**TASK GOAL**
Nothing may be left out of the listing below but its images; repeat the rest exactly.

**** THE INPUT ****

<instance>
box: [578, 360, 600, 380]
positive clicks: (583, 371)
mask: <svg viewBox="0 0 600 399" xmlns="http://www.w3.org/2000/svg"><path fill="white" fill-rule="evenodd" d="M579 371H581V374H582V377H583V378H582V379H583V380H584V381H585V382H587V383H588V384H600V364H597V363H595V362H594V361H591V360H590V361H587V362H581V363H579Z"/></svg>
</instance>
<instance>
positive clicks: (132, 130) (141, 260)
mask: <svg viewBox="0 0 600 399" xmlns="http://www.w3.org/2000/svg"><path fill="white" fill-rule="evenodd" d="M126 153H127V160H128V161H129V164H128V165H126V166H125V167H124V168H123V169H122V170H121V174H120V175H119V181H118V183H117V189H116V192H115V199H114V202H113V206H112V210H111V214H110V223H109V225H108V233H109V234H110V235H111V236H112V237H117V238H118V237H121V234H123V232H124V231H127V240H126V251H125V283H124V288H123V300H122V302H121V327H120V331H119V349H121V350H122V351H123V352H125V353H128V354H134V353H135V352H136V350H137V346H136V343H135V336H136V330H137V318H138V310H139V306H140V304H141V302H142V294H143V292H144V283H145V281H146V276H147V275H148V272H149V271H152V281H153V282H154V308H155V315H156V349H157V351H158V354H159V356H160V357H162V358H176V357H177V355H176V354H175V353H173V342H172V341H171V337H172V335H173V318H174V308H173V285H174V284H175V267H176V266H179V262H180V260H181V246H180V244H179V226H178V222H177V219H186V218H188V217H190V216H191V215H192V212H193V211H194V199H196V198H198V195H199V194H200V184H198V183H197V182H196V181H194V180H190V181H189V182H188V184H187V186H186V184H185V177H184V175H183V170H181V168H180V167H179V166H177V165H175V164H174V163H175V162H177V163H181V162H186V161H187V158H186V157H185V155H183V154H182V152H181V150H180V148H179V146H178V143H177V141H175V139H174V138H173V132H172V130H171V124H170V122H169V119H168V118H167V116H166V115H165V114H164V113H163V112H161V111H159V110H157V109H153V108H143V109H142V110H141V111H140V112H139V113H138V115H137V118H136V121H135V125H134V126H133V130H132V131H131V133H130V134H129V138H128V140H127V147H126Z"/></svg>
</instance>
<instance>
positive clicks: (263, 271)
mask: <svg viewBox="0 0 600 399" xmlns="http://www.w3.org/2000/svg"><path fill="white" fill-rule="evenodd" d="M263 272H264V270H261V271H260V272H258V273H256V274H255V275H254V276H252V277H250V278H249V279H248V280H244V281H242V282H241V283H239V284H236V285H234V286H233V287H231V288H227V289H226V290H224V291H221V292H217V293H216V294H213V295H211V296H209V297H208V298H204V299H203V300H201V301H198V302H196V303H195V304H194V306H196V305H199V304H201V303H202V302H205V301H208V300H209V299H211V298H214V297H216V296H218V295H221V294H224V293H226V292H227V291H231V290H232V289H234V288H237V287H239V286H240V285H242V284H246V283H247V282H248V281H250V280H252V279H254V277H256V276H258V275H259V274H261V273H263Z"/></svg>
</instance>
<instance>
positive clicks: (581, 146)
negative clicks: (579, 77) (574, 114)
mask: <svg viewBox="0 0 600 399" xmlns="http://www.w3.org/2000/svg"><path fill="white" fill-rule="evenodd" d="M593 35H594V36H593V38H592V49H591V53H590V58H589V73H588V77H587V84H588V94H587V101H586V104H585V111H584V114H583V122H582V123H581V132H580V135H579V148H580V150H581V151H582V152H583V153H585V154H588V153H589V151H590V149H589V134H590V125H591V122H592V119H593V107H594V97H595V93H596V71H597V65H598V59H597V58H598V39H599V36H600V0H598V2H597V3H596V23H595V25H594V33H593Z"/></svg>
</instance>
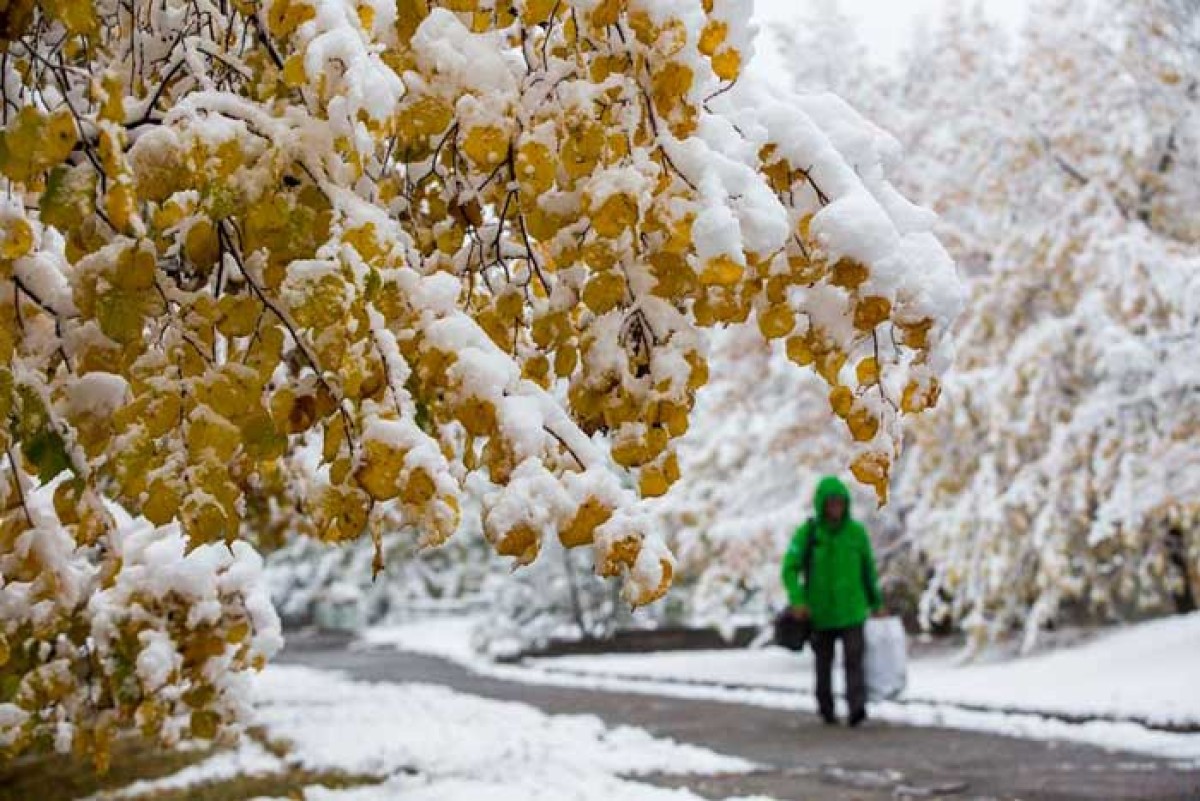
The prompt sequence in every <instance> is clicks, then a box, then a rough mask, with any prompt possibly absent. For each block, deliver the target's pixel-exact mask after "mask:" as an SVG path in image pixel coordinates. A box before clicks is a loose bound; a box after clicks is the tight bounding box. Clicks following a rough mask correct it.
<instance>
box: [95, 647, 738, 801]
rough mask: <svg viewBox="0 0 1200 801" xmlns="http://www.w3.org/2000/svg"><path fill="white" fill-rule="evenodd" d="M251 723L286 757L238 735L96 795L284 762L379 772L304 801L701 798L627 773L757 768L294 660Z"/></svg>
mask: <svg viewBox="0 0 1200 801" xmlns="http://www.w3.org/2000/svg"><path fill="white" fill-rule="evenodd" d="M254 703H256V712H254V718H256V719H254V723H256V724H257V725H260V727H263V728H264V729H265V730H266V735H268V736H269V737H270V740H271V741H272V742H275V741H282V742H287V743H289V745H290V752H289V753H288V755H287V757H286V758H284V759H277V758H275V757H272V755H271V754H269V753H266V752H265V751H264V749H263V748H262V747H260V746H259V745H257V743H256V742H253V741H252V740H248V739H245V740H244V742H242V745H241V746H240V748H239V749H238V751H234V752H226V753H221V754H217V755H215V757H212V758H211V759H209V760H205V761H203V763H200V764H199V765H194V766H192V767H188V769H186V770H184V771H181V772H179V773H175V775H174V776H169V777H167V778H163V779H158V781H154V782H139V783H138V784H136V785H131V787H130V788H125V789H124V790H120V791H116V793H109V794H104V795H100V796H95V799H96V801H100V800H102V799H103V800H106V801H107V800H110V799H112V800H115V799H130V800H133V799H137V797H140V796H145V795H148V794H151V793H154V791H160V790H166V789H179V788H184V787H190V785H194V784H197V783H202V782H208V781H216V779H222V778H229V777H232V776H236V775H247V773H271V772H280V771H282V770H283V769H284V767H304V769H310V770H313V771H341V772H344V773H349V775H355V776H377V777H379V781H380V784H378V785H367V787H360V788H354V789H344V790H326V789H322V788H310V789H308V790H307V791H306V794H305V801H326V800H328V801H385V800H391V799H397V797H403V799H404V800H406V801H426V800H427V801H434V800H436V801H460V800H463V801H476V800H478V799H488V801H509V800H512V801H542V800H545V801H560V800H562V799H572V800H574V801H611V799H622V801H667V800H672V801H700V799H698V797H697V796H695V795H692V794H691V793H688V791H686V790H664V789H661V788H656V787H653V785H648V784H644V783H641V782H637V781H634V778H631V777H637V776H646V775H650V773H664V775H713V773H728V772H744V771H749V770H752V769H754V765H752V764H750V763H748V761H745V760H742V759H736V758H731V757H722V755H720V754H715V753H713V752H710V751H707V749H704V748H698V747H695V746H689V745H683V743H677V742H673V741H671V740H664V739H658V737H653V736H650V735H649V734H647V733H646V731H643V730H641V729H636V728H631V727H617V728H608V727H607V725H606V724H605V723H604V722H602V721H600V718H598V717H594V716H584V715H546V713H544V712H541V711H539V710H536V709H534V707H533V706H528V705H524V704H516V703H506V701H496V700H488V699H484V698H476V697H474V695H466V694H462V693H456V692H454V691H451V689H448V688H445V687H438V686H431V685H414V683H404V685H398V683H370V682H360V681H352V680H349V679H347V677H344V676H342V675H341V674H337V673H331V671H324V670H313V669H308V668H299V667H270V668H268V669H266V670H265V671H264V673H263V674H260V675H259V676H258V677H257V679H256V681H254Z"/></svg>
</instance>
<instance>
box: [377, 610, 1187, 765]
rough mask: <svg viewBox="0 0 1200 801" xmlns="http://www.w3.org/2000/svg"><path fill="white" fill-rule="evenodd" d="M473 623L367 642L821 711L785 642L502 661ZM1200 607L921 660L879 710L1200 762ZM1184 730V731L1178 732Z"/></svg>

****

**YOUR SOLUTION**
<instance>
box: [578, 360, 600, 380]
positive clicks: (583, 371)
mask: <svg viewBox="0 0 600 399" xmlns="http://www.w3.org/2000/svg"><path fill="white" fill-rule="evenodd" d="M579 371H581V374H582V377H583V378H582V379H583V380H584V381H585V382H587V383H588V384H600V364H597V363H595V362H594V361H591V360H590V361H587V362H581V363H579Z"/></svg>
</instance>
<instance>
positive clicks: (132, 130) (141, 260)
mask: <svg viewBox="0 0 600 399" xmlns="http://www.w3.org/2000/svg"><path fill="white" fill-rule="evenodd" d="M126 153H127V160H128V161H129V164H128V165H126V166H125V167H124V168H123V169H122V170H121V174H120V175H119V181H118V183H117V189H116V192H115V199H114V202H113V206H112V210H111V214H110V223H109V225H108V233H109V234H110V235H111V236H112V237H117V238H118V237H121V234H123V232H124V231H127V240H126V251H125V283H124V288H123V300H122V302H121V327H120V331H119V349H121V350H122V351H123V352H125V353H128V354H134V353H135V352H136V350H137V346H136V343H135V336H136V330H137V318H138V310H139V306H140V304H141V302H142V294H143V292H144V283H145V281H146V276H147V275H148V272H149V271H152V281H153V282H154V308H155V315H156V349H157V351H158V354H159V356H160V357H162V358H176V357H177V355H176V354H175V353H173V342H172V341H171V337H172V335H173V318H174V308H173V285H174V284H175V267H176V266H179V262H180V260H181V246H180V244H179V226H178V222H177V219H186V218H188V217H190V216H191V215H192V212H193V211H194V199H196V198H198V195H199V194H200V184H198V183H197V182H196V181H194V180H190V181H189V182H188V184H187V186H186V184H185V177H184V175H183V170H181V168H180V167H179V166H177V165H175V164H174V163H175V162H177V163H181V162H186V161H187V158H186V157H185V155H183V154H182V152H181V150H180V148H179V146H178V143H177V141H175V139H174V138H173V132H172V130H171V124H170V122H169V119H168V118H167V116H166V115H165V114H164V113H163V112H161V111H159V110H157V109H153V108H143V109H142V110H141V111H140V112H139V113H138V115H137V118H136V121H135V125H134V126H133V130H132V131H131V133H130V134H129V138H128V140H127V147H126Z"/></svg>
</instance>
<instance>
positive clicks: (263, 271)
mask: <svg viewBox="0 0 600 399" xmlns="http://www.w3.org/2000/svg"><path fill="white" fill-rule="evenodd" d="M263 272H264V270H261V271H260V272H258V273H256V274H255V275H254V276H252V277H250V278H249V279H248V280H244V281H242V282H241V283H239V284H236V285H234V286H233V287H231V288H227V289H226V290H224V291H221V292H217V293H216V294H213V295H211V296H209V297H208V298H204V299H203V300H201V301H198V302H196V303H195V304H194V306H196V305H199V304H201V303H202V302H205V301H208V300H209V299H211V298H214V297H216V296H218V295H221V294H224V293H226V292H227V291H231V290H232V289H234V288H237V287H239V286H240V285H242V284H246V283H247V282H248V281H250V280H252V279H254V277H256V276H258V275H259V274H261V273H263Z"/></svg>
</instance>
<instance>
positive clicks: (581, 146)
negative clicks: (579, 77) (574, 114)
mask: <svg viewBox="0 0 600 399" xmlns="http://www.w3.org/2000/svg"><path fill="white" fill-rule="evenodd" d="M593 35H594V36H593V38H592V49H591V53H590V58H589V73H588V77H587V84H588V94H587V101H586V104H585V111H584V114H583V122H582V123H581V132H580V135H579V148H580V150H581V151H582V152H583V153H585V154H588V153H589V151H590V149H589V134H590V125H591V122H592V119H593V107H594V97H595V93H596V71H597V65H598V59H597V58H598V39H599V36H600V0H598V2H597V3H596V23H595V25H594V33H593Z"/></svg>
</instance>
The prompt sequence in every <instance> is clicks, then a box, then a rough mask, with any prompt possibly absent. For each block, deliver the target's pixel-exact mask after "mask:" as an SVG path in image pixel coordinates. A box before clicks is a loose bound; a box after clicks is the tight bounding box. Clicks following a rough mask correct it.
<instance>
box: [95, 647, 738, 801]
rough mask: <svg viewBox="0 0 1200 801" xmlns="http://www.w3.org/2000/svg"><path fill="white" fill-rule="evenodd" d="M251 723L286 757L238 735L96 795L284 762L379 772L304 801L701 798L627 773L757 768L294 660Z"/></svg>
mask: <svg viewBox="0 0 1200 801" xmlns="http://www.w3.org/2000/svg"><path fill="white" fill-rule="evenodd" d="M254 703H256V712H254V718H256V719H254V723H256V724H257V725H260V727H263V728H264V729H265V730H266V735H268V736H269V737H270V740H271V741H272V742H275V741H282V742H287V743H289V745H290V752H289V753H288V755H287V757H286V758H284V759H277V758H275V757H272V755H271V754H269V753H266V752H265V751H264V749H263V748H262V747H260V746H259V745H257V743H256V742H253V741H252V740H248V739H245V740H244V742H242V745H241V746H240V748H239V749H238V751H234V752H226V753H221V754H217V755H215V757H212V758H211V759H209V760H205V761H203V763H200V764H199V765H194V766H192V767H188V769H186V770H184V771H181V772H179V773H175V775H174V776H169V777H167V778H163V779H158V781H154V782H139V783H138V784H136V785H131V787H130V788H125V789H124V790H120V791H116V793H109V794H104V795H100V796H95V799H96V801H100V800H102V799H103V800H106V801H107V800H110V799H112V800H115V799H130V800H133V799H137V797H140V796H145V795H148V794H151V793H154V791H160V790H166V789H179V788H184V787H190V785H194V784H197V783H202V782H208V781H216V779H222V778H229V777H232V776H236V775H247V773H271V772H280V771H282V770H283V769H284V767H304V769H310V770H313V771H341V772H344V773H349V775H355V776H377V777H379V781H380V784H378V785H367V787H360V788H354V789H344V790H326V789H322V788H310V789H308V790H307V791H306V794H305V801H326V800H328V801H385V800H391V799H397V797H403V799H404V800H406V801H426V800H427V801H434V800H436V801H460V800H463V801H476V800H478V799H488V801H509V800H512V801H542V800H545V801H560V800H562V799H572V800H574V801H611V799H622V801H667V800H672V801H700V799H698V797H697V796H695V795H692V794H691V793H688V791H686V790H664V789H661V788H656V787H653V785H648V784H644V783H641V782H637V781H634V778H631V777H637V776H646V775H650V773H664V775H713V773H728V772H744V771H749V770H752V769H754V765H752V764H750V763H748V761H745V760H742V759H736V758H731V757H722V755H720V754H715V753H713V752H710V751H707V749H704V748H698V747H695V746H689V745H683V743H677V742H673V741H671V740H664V739H658V737H653V736H650V735H649V734H647V733H646V731H643V730H641V729H636V728H631V727H617V728H608V727H607V725H606V724H605V723H604V722H602V721H600V718H598V717H594V716H584V715H546V713H544V712H541V711H539V710H536V709H534V707H533V706H528V705H524V704H516V703H506V701H496V700H488V699H484V698H476V697H474V695H466V694H462V693H456V692H454V691H451V689H448V688H445V687H438V686H431V685H414V683H404V685H398V683H370V682H360V681H352V680H349V679H347V677H344V676H342V675H341V674H337V673H331V671H324V670H313V669H308V668H299V667H270V668H268V669H266V670H265V671H264V673H263V674H260V675H259V676H258V677H257V679H256V681H254Z"/></svg>
</instance>
<instance>
box: [377, 610, 1187, 765]
rough mask: <svg viewBox="0 0 1200 801" xmlns="http://www.w3.org/2000/svg"><path fill="white" fill-rule="evenodd" d="M473 623L367 642L821 711L785 642L502 661ZM1200 607L921 660L879 710L1200 762ZM1184 730V731L1178 732Z"/></svg>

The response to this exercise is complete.